┏━━

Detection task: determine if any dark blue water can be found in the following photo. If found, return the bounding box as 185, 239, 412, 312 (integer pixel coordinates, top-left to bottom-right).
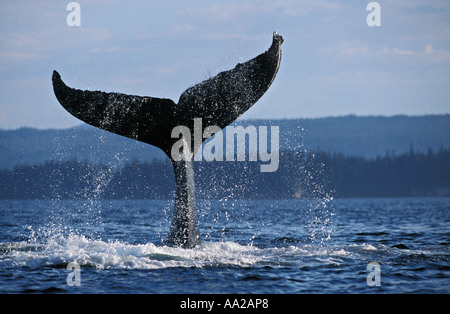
0, 197, 449, 294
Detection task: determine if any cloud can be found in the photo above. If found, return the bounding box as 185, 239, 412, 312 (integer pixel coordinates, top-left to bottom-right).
270, 0, 343, 16
424, 44, 450, 61
0, 2, 115, 69
384, 44, 450, 61
341, 46, 368, 56
1, 0, 450, 129
392, 48, 414, 56
0, 50, 41, 61
178, 0, 343, 21
424, 44, 434, 54
89, 46, 123, 54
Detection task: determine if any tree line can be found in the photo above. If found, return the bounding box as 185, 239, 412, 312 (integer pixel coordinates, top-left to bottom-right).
0, 147, 449, 200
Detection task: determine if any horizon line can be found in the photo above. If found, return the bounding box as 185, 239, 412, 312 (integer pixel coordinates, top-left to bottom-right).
1, 112, 449, 131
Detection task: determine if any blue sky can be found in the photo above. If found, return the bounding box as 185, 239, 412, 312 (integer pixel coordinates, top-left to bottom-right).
0, 0, 449, 129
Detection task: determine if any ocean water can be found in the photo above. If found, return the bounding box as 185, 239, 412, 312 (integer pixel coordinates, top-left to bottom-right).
0, 197, 448, 294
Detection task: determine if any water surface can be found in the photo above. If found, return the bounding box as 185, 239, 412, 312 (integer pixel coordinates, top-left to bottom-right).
0, 198, 448, 293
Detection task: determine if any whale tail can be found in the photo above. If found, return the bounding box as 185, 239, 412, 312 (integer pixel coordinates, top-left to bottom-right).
52, 32, 283, 248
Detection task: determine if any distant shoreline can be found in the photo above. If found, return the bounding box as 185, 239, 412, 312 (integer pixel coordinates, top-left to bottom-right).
2, 147, 449, 199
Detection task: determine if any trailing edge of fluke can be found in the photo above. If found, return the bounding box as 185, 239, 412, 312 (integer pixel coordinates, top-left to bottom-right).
52, 32, 283, 248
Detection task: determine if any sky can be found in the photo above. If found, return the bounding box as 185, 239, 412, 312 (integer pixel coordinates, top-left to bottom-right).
0, 0, 449, 129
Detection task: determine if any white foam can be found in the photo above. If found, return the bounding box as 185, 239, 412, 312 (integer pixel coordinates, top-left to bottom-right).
0, 235, 273, 270
362, 244, 378, 251
1, 236, 377, 270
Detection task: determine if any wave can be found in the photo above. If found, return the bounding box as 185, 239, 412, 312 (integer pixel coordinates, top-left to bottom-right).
0, 235, 347, 270
0, 235, 275, 270
1, 235, 447, 272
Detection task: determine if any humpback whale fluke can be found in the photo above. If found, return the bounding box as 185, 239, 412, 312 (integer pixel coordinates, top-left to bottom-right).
52, 32, 283, 248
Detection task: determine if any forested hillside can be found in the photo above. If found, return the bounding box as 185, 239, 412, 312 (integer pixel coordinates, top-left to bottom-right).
1, 147, 449, 199
1, 115, 449, 169
1, 115, 449, 199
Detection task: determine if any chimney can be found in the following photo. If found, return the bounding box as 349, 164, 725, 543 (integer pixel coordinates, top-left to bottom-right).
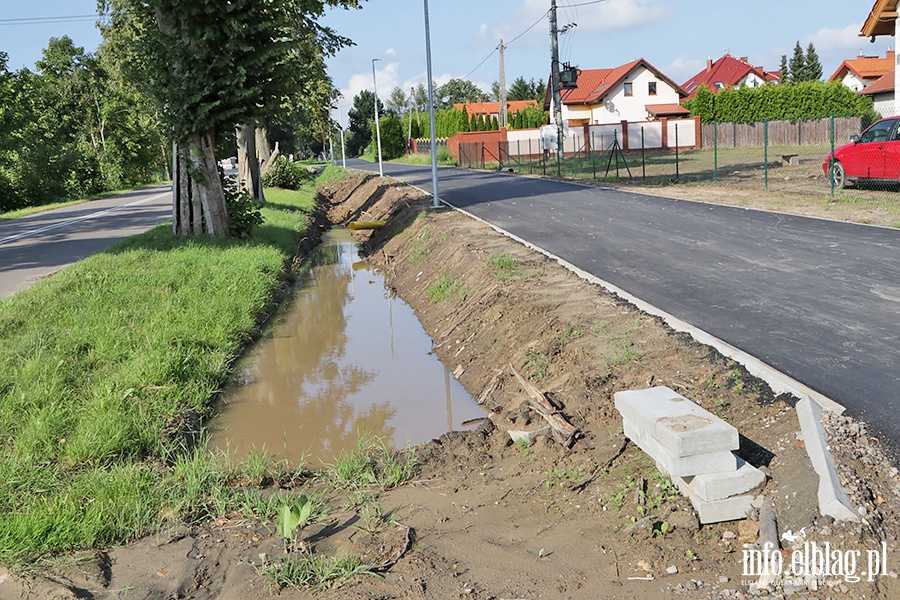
888, 49, 896, 61
707, 58, 713, 72
740, 56, 748, 63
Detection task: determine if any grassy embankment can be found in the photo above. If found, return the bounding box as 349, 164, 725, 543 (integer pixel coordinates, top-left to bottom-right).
0, 168, 350, 566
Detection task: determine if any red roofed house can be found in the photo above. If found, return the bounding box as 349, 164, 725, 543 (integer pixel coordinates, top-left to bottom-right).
828, 49, 895, 92
543, 58, 689, 126
682, 54, 780, 99
453, 100, 539, 121
860, 69, 895, 115
859, 1, 900, 112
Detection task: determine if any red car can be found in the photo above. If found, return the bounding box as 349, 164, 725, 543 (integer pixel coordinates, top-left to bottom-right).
823, 116, 900, 188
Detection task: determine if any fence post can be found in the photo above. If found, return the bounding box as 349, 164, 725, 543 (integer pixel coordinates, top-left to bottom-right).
675, 123, 679, 182
592, 132, 597, 179
713, 121, 718, 182
830, 111, 835, 197
764, 118, 769, 191
641, 126, 646, 181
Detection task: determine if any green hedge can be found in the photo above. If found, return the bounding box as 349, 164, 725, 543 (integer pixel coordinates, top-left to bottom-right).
684, 81, 878, 123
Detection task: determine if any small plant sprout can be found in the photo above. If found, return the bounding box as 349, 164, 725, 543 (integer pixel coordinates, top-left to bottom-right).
277, 495, 315, 553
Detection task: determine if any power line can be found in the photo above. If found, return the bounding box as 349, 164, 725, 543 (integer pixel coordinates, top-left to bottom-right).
0, 15, 102, 26
462, 8, 550, 80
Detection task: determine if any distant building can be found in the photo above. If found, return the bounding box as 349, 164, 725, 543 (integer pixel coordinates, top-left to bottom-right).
860, 69, 895, 115
544, 58, 689, 126
453, 100, 539, 121
828, 50, 895, 92
682, 54, 780, 99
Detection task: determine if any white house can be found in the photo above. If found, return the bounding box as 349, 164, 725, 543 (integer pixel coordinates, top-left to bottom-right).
544, 58, 689, 127
828, 50, 895, 93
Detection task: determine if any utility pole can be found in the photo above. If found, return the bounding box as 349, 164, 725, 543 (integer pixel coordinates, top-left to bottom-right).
549, 0, 564, 160
498, 38, 507, 128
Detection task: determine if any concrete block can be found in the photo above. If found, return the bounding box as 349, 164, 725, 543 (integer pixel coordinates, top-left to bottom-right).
796, 397, 859, 522
671, 475, 756, 523
676, 458, 766, 502
508, 426, 550, 446
623, 419, 737, 478
615, 386, 738, 457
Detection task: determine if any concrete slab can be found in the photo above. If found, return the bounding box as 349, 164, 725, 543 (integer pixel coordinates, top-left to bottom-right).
670, 475, 757, 524
796, 397, 859, 522
677, 458, 766, 502
623, 419, 738, 478
615, 387, 738, 457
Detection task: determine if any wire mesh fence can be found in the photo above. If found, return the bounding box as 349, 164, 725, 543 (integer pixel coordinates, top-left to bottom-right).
456, 112, 900, 217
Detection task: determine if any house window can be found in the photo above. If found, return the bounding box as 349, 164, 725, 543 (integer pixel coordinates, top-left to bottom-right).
648, 81, 657, 96
624, 82, 633, 96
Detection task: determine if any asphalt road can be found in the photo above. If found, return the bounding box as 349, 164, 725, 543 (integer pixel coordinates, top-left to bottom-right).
0, 186, 172, 299
346, 158, 900, 454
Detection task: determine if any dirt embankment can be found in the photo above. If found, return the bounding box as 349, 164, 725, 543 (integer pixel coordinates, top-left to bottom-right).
4, 171, 899, 600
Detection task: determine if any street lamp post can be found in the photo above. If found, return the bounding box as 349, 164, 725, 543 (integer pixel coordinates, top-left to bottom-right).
372, 58, 384, 177
423, 0, 439, 208
338, 101, 347, 169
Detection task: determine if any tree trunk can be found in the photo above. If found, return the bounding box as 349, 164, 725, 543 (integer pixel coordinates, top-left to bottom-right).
236, 124, 264, 200
172, 131, 229, 237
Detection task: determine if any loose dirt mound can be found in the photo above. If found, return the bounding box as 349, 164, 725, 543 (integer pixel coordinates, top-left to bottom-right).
4, 172, 899, 600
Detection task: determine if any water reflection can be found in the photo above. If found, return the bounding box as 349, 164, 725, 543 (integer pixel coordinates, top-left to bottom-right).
210, 229, 484, 466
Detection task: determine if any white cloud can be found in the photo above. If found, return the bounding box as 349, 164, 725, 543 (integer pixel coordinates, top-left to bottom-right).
663, 54, 706, 83
573, 0, 676, 32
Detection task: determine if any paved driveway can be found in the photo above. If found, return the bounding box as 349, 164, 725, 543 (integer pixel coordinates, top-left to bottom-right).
347, 159, 900, 455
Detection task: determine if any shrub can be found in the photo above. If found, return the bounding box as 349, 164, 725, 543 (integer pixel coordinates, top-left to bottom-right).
261, 156, 310, 190
225, 182, 264, 238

┗━━

● EXERCISE REQUIREMENTS
For this exercise, copy word for word the line that contains "Detection task: determine if any shrub" and every line after it, ending with the last line of the entries above.

● ANSWER FOR THIS EXERCISE
Detection task: determine if any shrub can be found in the photo above. If found, return the bounding box as 349, 164, 725, 543 (integer pixel coordinates, top-left to bottom-right).
261, 156, 310, 190
225, 182, 264, 238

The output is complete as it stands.